▶ **INSTRUCTION**: Copy all of the data below line for line without any changes, leaving out the pictures.
* BEGIN GIVEN DATA *
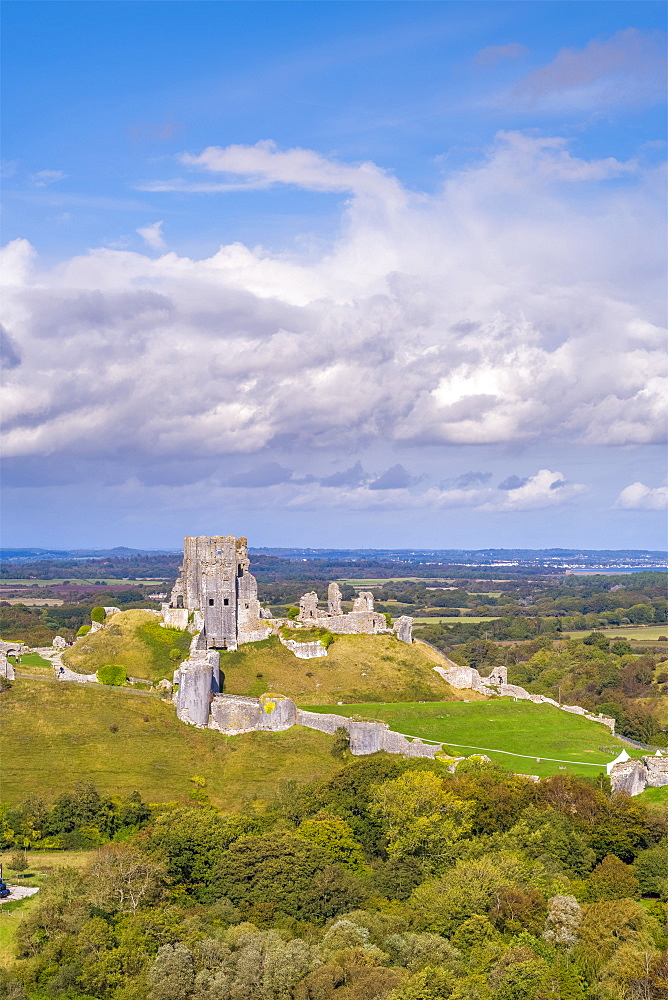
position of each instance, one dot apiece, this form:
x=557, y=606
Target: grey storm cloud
x=395, y=478
x=9, y=355
x=513, y=483
x=267, y=474
x=474, y=321
x=354, y=476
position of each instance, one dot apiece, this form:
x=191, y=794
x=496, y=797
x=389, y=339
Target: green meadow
x=54, y=734
x=511, y=733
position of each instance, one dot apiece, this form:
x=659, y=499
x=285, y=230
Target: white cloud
x=626, y=70
x=45, y=177
x=637, y=496
x=502, y=309
x=545, y=489
x=152, y=235
x=263, y=165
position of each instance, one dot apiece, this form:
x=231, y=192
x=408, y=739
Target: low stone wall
x=304, y=650
x=468, y=678
x=367, y=737
x=633, y=776
x=235, y=714
x=6, y=668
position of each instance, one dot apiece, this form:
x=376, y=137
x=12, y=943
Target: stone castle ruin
x=361, y=620
x=216, y=592
x=215, y=598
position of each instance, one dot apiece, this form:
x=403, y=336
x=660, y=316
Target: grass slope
x=357, y=668
x=136, y=641
x=54, y=734
x=500, y=725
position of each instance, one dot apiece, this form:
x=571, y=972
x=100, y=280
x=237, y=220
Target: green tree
x=18, y=862
x=334, y=835
x=651, y=869
x=564, y=916
x=421, y=817
x=612, y=879
x=172, y=975
x=294, y=876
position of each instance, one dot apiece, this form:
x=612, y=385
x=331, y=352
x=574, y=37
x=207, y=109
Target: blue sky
x=335, y=273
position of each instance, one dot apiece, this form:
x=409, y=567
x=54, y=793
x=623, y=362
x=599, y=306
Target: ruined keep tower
x=215, y=581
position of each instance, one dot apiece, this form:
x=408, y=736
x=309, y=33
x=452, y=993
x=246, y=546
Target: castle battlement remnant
x=216, y=587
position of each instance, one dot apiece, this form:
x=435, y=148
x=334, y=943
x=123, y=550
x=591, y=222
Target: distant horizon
x=335, y=273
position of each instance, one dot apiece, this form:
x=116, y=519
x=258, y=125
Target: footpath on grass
x=511, y=731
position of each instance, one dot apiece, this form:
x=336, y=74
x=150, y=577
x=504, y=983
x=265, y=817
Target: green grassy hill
x=135, y=640
x=523, y=730
x=55, y=734
x=356, y=668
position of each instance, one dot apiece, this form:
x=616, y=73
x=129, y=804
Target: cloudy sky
x=354, y=274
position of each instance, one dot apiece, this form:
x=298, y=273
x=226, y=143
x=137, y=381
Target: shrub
x=112, y=674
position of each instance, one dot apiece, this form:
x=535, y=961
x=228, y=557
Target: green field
x=135, y=640
x=55, y=734
x=636, y=632
x=655, y=799
x=450, y=620
x=357, y=668
x=109, y=581
x=34, y=664
x=518, y=728
x=380, y=581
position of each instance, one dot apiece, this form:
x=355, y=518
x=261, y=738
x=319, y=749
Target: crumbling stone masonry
x=362, y=620
x=236, y=714
x=634, y=775
x=215, y=582
x=462, y=677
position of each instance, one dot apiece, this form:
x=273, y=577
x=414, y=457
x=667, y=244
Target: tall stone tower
x=215, y=581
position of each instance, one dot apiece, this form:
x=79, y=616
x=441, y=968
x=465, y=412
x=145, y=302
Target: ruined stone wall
x=635, y=775
x=367, y=737
x=334, y=599
x=234, y=714
x=403, y=629
x=198, y=679
x=215, y=584
x=304, y=650
x=363, y=602
x=355, y=623
x=462, y=678
x=6, y=668
x=175, y=617
x=308, y=607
* END GIVEN DATA *
▶ **RESPONSE**:
position of each instance, one dot apiece, this form:
x=557, y=606
Target: grey storm cloud
x=395, y=478
x=9, y=355
x=513, y=483
x=267, y=474
x=474, y=321
x=354, y=476
position of each instance, one dot apiece, this form:
x=191, y=794
x=496, y=797
x=389, y=339
Target: green meadow
x=54, y=734
x=511, y=733
position of each instance, one dot apiece, this form:
x=659, y=499
x=285, y=230
Target: white cloud
x=626, y=70
x=45, y=177
x=637, y=496
x=502, y=309
x=545, y=489
x=152, y=235
x=263, y=165
position of each instance, one dot apiece, this form:
x=231, y=192
x=408, y=739
Target: low stone wall
x=304, y=650
x=468, y=678
x=367, y=737
x=633, y=776
x=235, y=714
x=6, y=668
position of each instance, one dot apiece, this form:
x=376, y=137
x=12, y=943
Target: stone castle ruin
x=361, y=620
x=216, y=592
x=215, y=598
position of each instance, one dot apiece, this form:
x=403, y=336
x=660, y=316
Target: grass slope
x=357, y=668
x=136, y=641
x=54, y=734
x=500, y=725
position of each instance, one dot apiece, this form:
x=571, y=972
x=100, y=280
x=237, y=220
Target: green tree
x=18, y=862
x=334, y=835
x=651, y=869
x=564, y=916
x=421, y=817
x=612, y=879
x=172, y=975
x=294, y=876
position of each instance, one dot apiece, this form:
x=612, y=385
x=331, y=352
x=574, y=37
x=207, y=109
Target: blue sky
x=335, y=273
position of each instance, one dot apiece, this form:
x=409, y=567
x=54, y=793
x=623, y=362
x=599, y=306
Target: ruined keep tower
x=215, y=581
position of each instance, one dot apiece, this form:
x=408, y=736
x=309, y=33
x=452, y=993
x=246, y=546
Target: castle battlement remnant
x=216, y=587
position of each instance, one dot apiece, this form:
x=435, y=148
x=334, y=943
x=123, y=550
x=591, y=222
Target: distant horizon
x=335, y=273
position of each instance, one dot apiece, this form:
x=116, y=519
x=258, y=125
Target: footpath on grass
x=511, y=731
position of each instance, one dot apiece, this form:
x=336, y=74
x=150, y=577
x=504, y=983
x=265, y=817
Target: green grassy hill
x=135, y=640
x=523, y=730
x=55, y=734
x=356, y=668
position of each instance, one dot apiece, this form:
x=616, y=73
x=129, y=804
Target: cloudy sky
x=354, y=274
position of each instance, one dot apiece, this form:
x=298, y=273
x=226, y=143
x=137, y=381
Target: shrub
x=112, y=674
position of each instance, one dot apiece, this form:
x=535, y=961
x=228, y=557
Target: green field
x=135, y=640
x=55, y=734
x=636, y=632
x=655, y=799
x=450, y=620
x=357, y=668
x=109, y=581
x=34, y=664
x=518, y=728
x=380, y=581
position of each instance, one dot apiece, this form:
x=355, y=518
x=261, y=738
x=319, y=749
Target: crumbling stone masonry
x=362, y=620
x=236, y=714
x=634, y=775
x=215, y=582
x=462, y=677
position of each instance, one dot apiece, this form:
x=273, y=577
x=414, y=457
x=667, y=244
Target: tall stone tower
x=215, y=581
position of each instance, one dot apiece, this form:
x=79, y=616
x=441, y=968
x=465, y=412
x=145, y=302
Target: ruined stone wall
x=635, y=775
x=367, y=737
x=334, y=599
x=234, y=714
x=403, y=629
x=198, y=679
x=215, y=584
x=304, y=650
x=363, y=602
x=355, y=623
x=462, y=678
x=6, y=668
x=175, y=617
x=308, y=607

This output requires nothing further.